### Required tasks
1 - Answer these questions from the piece on The Deck:
(a) What is the club called?
(b) Apart from being web design-related, what feature do its member sites share?
(c) How many ads does the writer say appear on each page?
2 - Write the next few sentences of the piece on The Deck.

I’m a member of a club that is too cool for school and we just initiated some new members. [Deeply buried subtext: You are not one of them.]

What is this “cool club” and who is in it? This club is called The Deck and its members are various web design-related sites that have one other common feature: they sell ads.

Let me start by saying that I have no problems with websites that advertise. Having a house on Internet street costs money and somebody has to pay the rent. For some web authors, ad revenue is a significant portion of their income. And from a reader perspective, these ads are way down on the annoying scale: they are small, unobtrusive and there is only one per page. I’m a regular reader of more than a few of the websites involved and I have even clicked on a few of these ads.

I also understand–and appreciate–why they are selective in which ads they will accept. What I don’t get is why these otherwise excellent sites feel the need to act like some sort of exclusive college fraternity and announce when new members have been admitted to the frat house. This leads to responses such as this from one of the new pledges:

“I feel honored having been invited to join The Deck, a premier advertising network for creative, web and design professionals.”

### Supplied data
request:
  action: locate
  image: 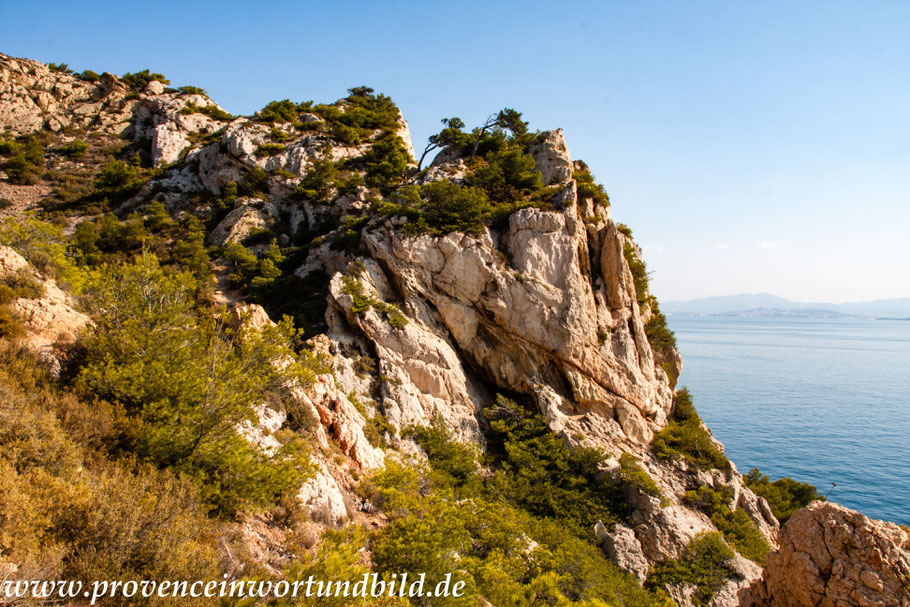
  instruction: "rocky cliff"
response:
[0,55,906,605]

### Written answers
1 -
(a) The Deck.
(b) They sell ads.
(c) One.

2 -
This is like the Sundance Channel and the Independent Film Channel airing a commercial that they have invited Bravo to air the same ads. Who cares? Again, I enjoy reading these sites and I don’t begrudge them for displaying ads, especially these. But these sites are good for a myriad of reasons: strong writing, and excellent design to name two, but being in the same advertising club isn’t one of them. I hope they make a pile of cash and take a trip to the Bahamas as long as they keep doing what they are doing when they get back. But spare me the updates on who made this year’s cheerleading squad.

Note: I’ve had this filed away for when I got around to writing this post: The Dreck.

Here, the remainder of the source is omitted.